> [INSTRUCTION]
Edit the rows below so that each "leopard" becomes "cheetah", leaving everything else unchanged.

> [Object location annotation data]
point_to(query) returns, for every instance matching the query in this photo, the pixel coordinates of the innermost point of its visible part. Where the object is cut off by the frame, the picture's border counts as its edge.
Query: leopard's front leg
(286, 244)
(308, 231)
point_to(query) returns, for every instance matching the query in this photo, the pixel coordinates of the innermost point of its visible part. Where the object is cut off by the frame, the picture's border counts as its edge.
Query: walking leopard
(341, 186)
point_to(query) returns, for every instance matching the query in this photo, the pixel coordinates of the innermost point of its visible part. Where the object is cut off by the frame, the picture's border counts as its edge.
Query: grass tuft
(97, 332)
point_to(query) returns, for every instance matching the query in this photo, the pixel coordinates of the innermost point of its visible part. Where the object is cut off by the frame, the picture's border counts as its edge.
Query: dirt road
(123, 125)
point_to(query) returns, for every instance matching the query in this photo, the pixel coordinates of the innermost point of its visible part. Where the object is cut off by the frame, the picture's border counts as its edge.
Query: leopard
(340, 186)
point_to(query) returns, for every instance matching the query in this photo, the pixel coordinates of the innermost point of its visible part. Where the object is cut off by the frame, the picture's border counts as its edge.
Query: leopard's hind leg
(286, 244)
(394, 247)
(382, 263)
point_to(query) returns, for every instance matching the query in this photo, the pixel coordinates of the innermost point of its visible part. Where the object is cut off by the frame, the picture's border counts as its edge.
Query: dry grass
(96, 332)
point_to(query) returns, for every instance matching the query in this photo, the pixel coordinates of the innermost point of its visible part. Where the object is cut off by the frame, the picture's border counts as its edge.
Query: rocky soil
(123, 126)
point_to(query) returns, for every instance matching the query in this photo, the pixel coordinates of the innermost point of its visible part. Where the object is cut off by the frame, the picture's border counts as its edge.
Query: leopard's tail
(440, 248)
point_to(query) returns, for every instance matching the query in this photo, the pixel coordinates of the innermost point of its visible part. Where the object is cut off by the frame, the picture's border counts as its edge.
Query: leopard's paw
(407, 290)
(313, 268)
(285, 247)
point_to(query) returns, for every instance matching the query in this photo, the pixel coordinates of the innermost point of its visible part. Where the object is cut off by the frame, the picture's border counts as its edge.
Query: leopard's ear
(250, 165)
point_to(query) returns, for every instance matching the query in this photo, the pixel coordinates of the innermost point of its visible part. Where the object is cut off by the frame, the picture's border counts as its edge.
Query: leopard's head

> [COMPLETE RESPONSE]
point_to(query) returns, for every instance matching the query in this photo, the pixel coordinates of the innermost point of its visible part. Where the object is cut off by the frame, the picture's border counts as its edge.
Query: cheetah's front leg
(286, 244)
(308, 231)
point_to(query) returns, for every instance matching the query in this photo, the pixel coordinates of the innermost point of its visible part. Where the object is cut off by the frame, the picture's border counts as its edge.
Query: walking cheetah
(341, 186)
point_to(query) returns, for every instance matching the query in this photo, the pixel coordinates of the innermost point of its visible part. Where the object is cut off by the frame, the picture's border counts as its edge.
Query: grass tuft
(97, 332)
point_to(query) returns, for every instance matching the query in this photo, the pixel coordinates of the innermost point of its visible part. Where the object is cut off by the frame, the picture's border counts as its edge.
Query: dirt road
(123, 125)
point_to(query) returns, for every instance matching the query in this photo, the pixel coordinates of the innermost point of its visible part. Where the object is cut off by the frame, the picture's border counts as its edge.
Query: cheetah
(340, 186)
point_to(query) returns, for every instance matching the query in this photo, the pixel coordinates of the innermost point of its visible part. Where the object is cut off by the frame, the picture's border counts as its edge.
Query: cheetah's hind leg
(286, 244)
(394, 247)
(382, 263)
point_to(query) returns, for every instance matching the query in this photo, the pixel coordinates of the innermost point of its visible part. Where the object is cut off by the frame, the picture's border counts as its edge.
Query: dry grass
(96, 332)
point_to(query) returns, for every instance matching the query in this photo, the pixel coordinates of the innermost point of its visible part. Where the object is cut off by the frame, the picture's border counts as its edge.
Query: rocky soil
(123, 126)
point_to(query) returns, for every instance matching the query in this photo, the pixel coordinates of the innermost point of its visible part. Where the object is cut off by the frame, the picture's border counts as its edge.
Query: cheetah's tail
(440, 248)
point_to(query) returns, for every instance matching the query in this photo, the pixel coordinates of the innermost point of its visible part. Where the object is cut off by the frame, the picture's border counts as its edge.
Query: cheetah's paw
(407, 290)
(313, 268)
(285, 247)
point_to(query) returns, for every instance matching the query in this photo, the pixel coordinates of the innermost point of its visible part. Where the object is cut off by the frame, the picture's border counts as its edge.
Query: cheetah's ear
(250, 165)
point_to(query) returns, for every instance matching the query in this photo, the pixel coordinates of the innermost point of its visible part. Where the object is cut off by the frame, the picture's border counts as its edge.
Query: cheetah's head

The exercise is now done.